**What you should do**
For each record below, output its text exactly and skip any picture.

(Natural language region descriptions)

────────────────────

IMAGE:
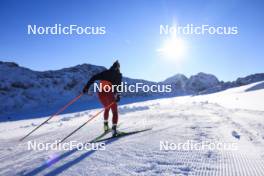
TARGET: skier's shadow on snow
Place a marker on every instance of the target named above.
(68, 164)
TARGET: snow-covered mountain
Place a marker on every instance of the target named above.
(22, 88)
(232, 120)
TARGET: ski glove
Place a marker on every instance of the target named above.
(85, 89)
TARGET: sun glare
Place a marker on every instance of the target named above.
(173, 49)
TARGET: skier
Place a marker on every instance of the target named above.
(108, 78)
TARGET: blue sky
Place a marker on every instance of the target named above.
(132, 36)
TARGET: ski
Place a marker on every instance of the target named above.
(103, 134)
(122, 134)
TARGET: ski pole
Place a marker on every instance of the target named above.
(85, 123)
(58, 112)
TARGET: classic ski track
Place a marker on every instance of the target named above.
(136, 159)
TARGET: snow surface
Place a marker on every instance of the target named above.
(232, 116)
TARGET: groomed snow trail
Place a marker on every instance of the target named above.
(175, 120)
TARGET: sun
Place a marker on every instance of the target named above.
(173, 49)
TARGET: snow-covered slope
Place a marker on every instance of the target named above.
(207, 119)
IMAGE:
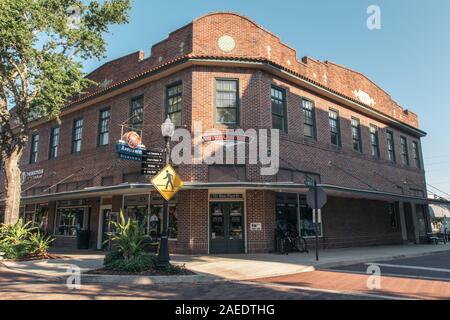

────────────────────

**Finished exercise**
IMAGE:
TARGET: skier's shadow on snow
Place a marker on every instance of the target named above.
(68, 164)
TARGET: snow-covered mountain
Place a marker on every instance of the target named above.
(22, 88)
(232, 120)
TARGET: ski glove
Place a marker on every instance of the target named above.
(85, 89)
TARGET: sun glare
Place a marker on every instance of the target named above.
(173, 49)
TARGET: skier
Place a marker on every instance of the target named above.
(108, 78)
TARGET: blue sky
Place a marker on every instance of the target named above.
(132, 36)
TARGET: ski
Place a marker on every instance of the target named above.
(103, 134)
(122, 134)
TARGET: ski pole
Place a marker on every instance of the target named above.
(85, 123)
(58, 112)
TARGET: classic ski track
Place a marker on every instance of the target named above.
(136, 159)
TARGET: snow surface
Place a marker on every instance of the target named above.
(232, 116)
TARGET: groomed snow trail
Place a marker on every instance of the target named above.
(175, 120)
TARGET: sun
Place a marker on every instance of the target named above.
(173, 49)
TARGET: snow-covered slope
Place a marker on every instance of the target named above.
(207, 119)
IMAGE:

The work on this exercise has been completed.